• **DOCUMENT EXCERPT**:
****************

Now it is true that the ancients, given their cosmology, saw the spiritual powers as existing "over" or "above" the physical powers. That spatial orientation is hard for modern readers to get their heads around. In light of this, how are we to keep the tight association between the physical and spiritual powers?

Wink suggests swapping an Above/Below orientation for an Inside/Outside orientation. Specifically, rather than seeing the spiritual as "above" the physical we see the spiritual as the "inner" life--the "heart" and "soul" if you will--of a power system. For example, when we talk about a nation, an economic system, an organization, or a corporation--each examples of power relations--we can talk about the "spirituality" each embodies. We might find a particular power system to be, say, humane or inhumane. These descriptions are picking out the "spirituality" of the power. And with this reframing in hand, we can describe the satanic and demonic as the spirituality embodied in death-dealing power structures. Here is Wink describing this:
What I propose is viewing the spiritual Powers not as separate heavenly or ethereal entities but as the inner aspect of material or tangible manifestation of power...the "principalities and powers" are the inner or spiritual essence, or gestalt, of an institution or state or system; that the "demons" are the psychic or spiritual power emanated by organizations or individuals or subaspects of individuals whose energies are bent on overpowering others; that "gods" are the very real archetypal or ideological structures that determine or govern reality and its mirror, the human brain...and that "Satan" is the actual power that congeals around collective idolatry, injustice, or inhumanity, a power that increases or decreases according to the degree of collective refusal to choose higher values.
Now it might be objected, if this is the case, that the word "spirituality" isn't really necessary. If all we are talking about are physical powers why make recourse to the word "spiritual"? Mainly because it is very difficult to physically locate the powers in the scientific laboratory. For example, the phrase "Give me liberty or give me death!" holds great sway over many people. That sentiment has power over people. But where is that power physically located? In atoms? In the strong nuclear force?

****************

• **ENTRIES PROVIDED**:
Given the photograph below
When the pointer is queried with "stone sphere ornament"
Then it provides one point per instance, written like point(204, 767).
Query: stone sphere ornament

****************

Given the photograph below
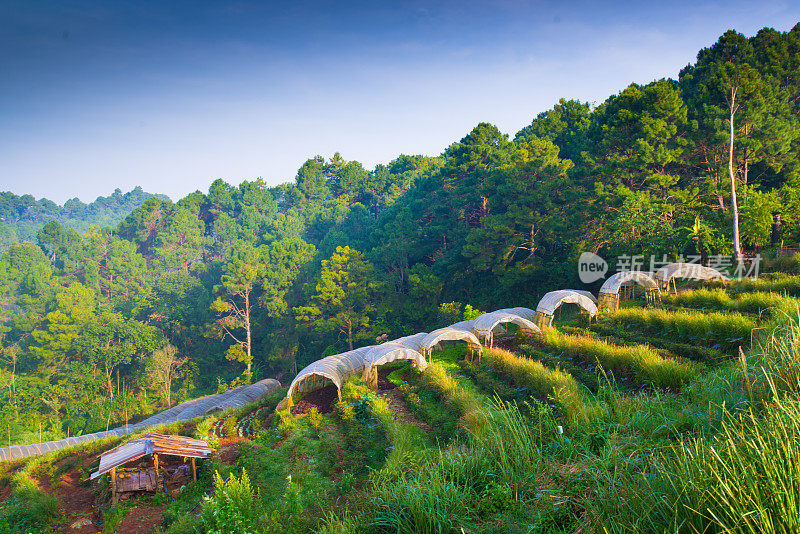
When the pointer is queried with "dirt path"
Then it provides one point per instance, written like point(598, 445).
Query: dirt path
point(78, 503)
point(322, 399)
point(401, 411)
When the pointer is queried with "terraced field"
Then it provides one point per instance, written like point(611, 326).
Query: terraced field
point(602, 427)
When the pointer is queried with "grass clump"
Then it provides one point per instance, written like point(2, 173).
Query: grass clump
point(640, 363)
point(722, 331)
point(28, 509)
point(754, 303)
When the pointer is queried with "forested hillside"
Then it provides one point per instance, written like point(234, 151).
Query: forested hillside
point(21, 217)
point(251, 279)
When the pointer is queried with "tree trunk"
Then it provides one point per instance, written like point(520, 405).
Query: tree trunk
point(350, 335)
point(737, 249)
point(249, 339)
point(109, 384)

****************

• **SET OF TASKS**:
**a)** According to the passage on Wink's view of the powers, what orientation does Wink propose in place of an Above/Below orientation?
**b)** Repeat word for word the part of the passage on Wink's view of the powers running from "Now it is true" down to "and spiritual powers?".

• **EXERCISE RESPONSES**:
**a)** An Inside/Outside orientation.

**b)**
Now it is true that the ancients, given their cosmology, saw the spiritual powers as existing "over" or "above" the physical powers. That spatial orientation is hard for modern readers to get their heads around. In light of this, how are we to keep the tight association between the physical and spiritual powers?